* DATA EXCERPTS:
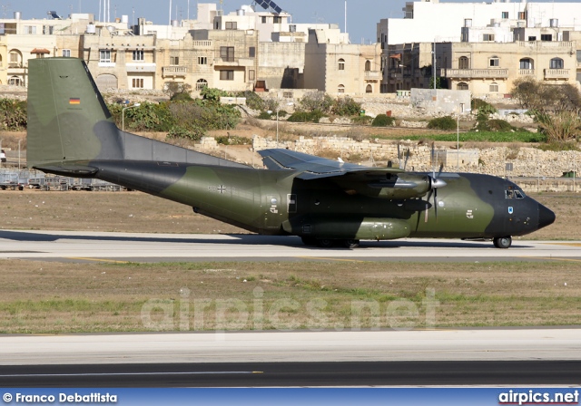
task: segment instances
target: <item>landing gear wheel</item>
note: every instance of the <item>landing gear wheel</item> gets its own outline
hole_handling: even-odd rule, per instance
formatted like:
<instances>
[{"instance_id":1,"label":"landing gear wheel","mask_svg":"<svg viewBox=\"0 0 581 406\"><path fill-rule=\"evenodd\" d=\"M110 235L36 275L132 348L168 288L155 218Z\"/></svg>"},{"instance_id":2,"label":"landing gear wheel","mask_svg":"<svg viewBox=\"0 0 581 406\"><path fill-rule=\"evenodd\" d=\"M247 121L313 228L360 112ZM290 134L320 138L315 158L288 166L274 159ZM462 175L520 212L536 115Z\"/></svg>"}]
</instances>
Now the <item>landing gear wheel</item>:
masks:
<instances>
[{"instance_id":1,"label":"landing gear wheel","mask_svg":"<svg viewBox=\"0 0 581 406\"><path fill-rule=\"evenodd\" d=\"M353 249L359 246L359 239L344 239L344 240L341 240L341 244L346 248Z\"/></svg>"},{"instance_id":2,"label":"landing gear wheel","mask_svg":"<svg viewBox=\"0 0 581 406\"><path fill-rule=\"evenodd\" d=\"M508 248L512 245L511 237L497 237L493 239L494 246L497 248Z\"/></svg>"},{"instance_id":3,"label":"landing gear wheel","mask_svg":"<svg viewBox=\"0 0 581 406\"><path fill-rule=\"evenodd\" d=\"M330 248L335 245L335 240L329 238L320 238L317 240L317 245L321 248Z\"/></svg>"},{"instance_id":4,"label":"landing gear wheel","mask_svg":"<svg viewBox=\"0 0 581 406\"><path fill-rule=\"evenodd\" d=\"M302 244L304 244L305 246L316 246L317 245L317 238L312 237L301 237L300 239L302 240Z\"/></svg>"}]
</instances>

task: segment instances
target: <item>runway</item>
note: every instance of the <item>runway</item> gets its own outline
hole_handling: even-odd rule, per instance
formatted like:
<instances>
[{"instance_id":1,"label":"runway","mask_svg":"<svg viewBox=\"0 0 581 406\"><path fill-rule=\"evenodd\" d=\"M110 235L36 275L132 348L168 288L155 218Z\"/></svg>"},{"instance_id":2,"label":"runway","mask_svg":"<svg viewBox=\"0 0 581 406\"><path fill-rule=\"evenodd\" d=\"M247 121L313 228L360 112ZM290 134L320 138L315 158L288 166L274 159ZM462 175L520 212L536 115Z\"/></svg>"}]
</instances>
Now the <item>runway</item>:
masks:
<instances>
[{"instance_id":1,"label":"runway","mask_svg":"<svg viewBox=\"0 0 581 406\"><path fill-rule=\"evenodd\" d=\"M56 261L535 261L581 262L581 241L404 238L362 241L356 249L306 246L295 237L78 231L0 231L0 258Z\"/></svg>"},{"instance_id":2,"label":"runway","mask_svg":"<svg viewBox=\"0 0 581 406\"><path fill-rule=\"evenodd\" d=\"M0 336L5 386L578 384L581 329Z\"/></svg>"}]
</instances>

* AIM: Leave the pictures out and copy the rest of the data exactly.

* RESPONSE TO THE TASK:
task: segment instances
target: <item>landing gear wheel</item>
note: every instance of the <item>landing gear wheel</item> gets its own outline
hole_handling: even-odd rule, per instance
formatted like:
<instances>
[{"instance_id":1,"label":"landing gear wheel","mask_svg":"<svg viewBox=\"0 0 581 406\"><path fill-rule=\"evenodd\" d=\"M110 235L36 275L132 348L168 288L155 218Z\"/></svg>"},{"instance_id":2,"label":"landing gear wheel","mask_svg":"<svg viewBox=\"0 0 581 406\"><path fill-rule=\"evenodd\" d=\"M247 121L313 228L360 112ZM290 134L320 138L315 158L288 166L274 159ZM462 175L520 212L536 115Z\"/></svg>"}]
</instances>
Now the <item>landing gear wheel</item>:
masks:
<instances>
[{"instance_id":1,"label":"landing gear wheel","mask_svg":"<svg viewBox=\"0 0 581 406\"><path fill-rule=\"evenodd\" d=\"M353 249L359 246L359 239L344 239L344 240L341 240L341 244L346 248Z\"/></svg>"},{"instance_id":2,"label":"landing gear wheel","mask_svg":"<svg viewBox=\"0 0 581 406\"><path fill-rule=\"evenodd\" d=\"M508 248L512 245L511 237L497 237L493 239L494 246L497 248Z\"/></svg>"},{"instance_id":3,"label":"landing gear wheel","mask_svg":"<svg viewBox=\"0 0 581 406\"><path fill-rule=\"evenodd\" d=\"M330 248L335 245L335 240L329 238L320 238L317 240L317 245L321 248Z\"/></svg>"},{"instance_id":4,"label":"landing gear wheel","mask_svg":"<svg viewBox=\"0 0 581 406\"><path fill-rule=\"evenodd\" d=\"M302 244L304 244L305 246L316 246L317 245L317 238L312 237L301 237L300 239L302 240Z\"/></svg>"}]
</instances>

task: segment instances
target: <item>runway</item>
note: every instance of the <item>runway</item> gets its own outline
hole_handling: even-odd rule, per instance
formatted like:
<instances>
[{"instance_id":1,"label":"runway","mask_svg":"<svg viewBox=\"0 0 581 406\"><path fill-rule=\"evenodd\" d=\"M110 235L36 275L132 348L168 288L155 218Z\"/></svg>"},{"instance_id":2,"label":"runway","mask_svg":"<svg viewBox=\"0 0 581 406\"><path fill-rule=\"evenodd\" d=\"M247 121L313 228L360 112ZM290 134L320 138L315 158L288 166L274 159ZM462 175L520 212L536 115Z\"/></svg>"}]
</instances>
Now the <item>runway</item>:
masks:
<instances>
[{"instance_id":1,"label":"runway","mask_svg":"<svg viewBox=\"0 0 581 406\"><path fill-rule=\"evenodd\" d=\"M56 261L535 261L581 262L581 241L404 238L362 241L356 249L306 246L295 237L78 231L0 231L0 258Z\"/></svg>"},{"instance_id":2,"label":"runway","mask_svg":"<svg viewBox=\"0 0 581 406\"><path fill-rule=\"evenodd\" d=\"M0 336L5 386L578 384L581 329Z\"/></svg>"}]
</instances>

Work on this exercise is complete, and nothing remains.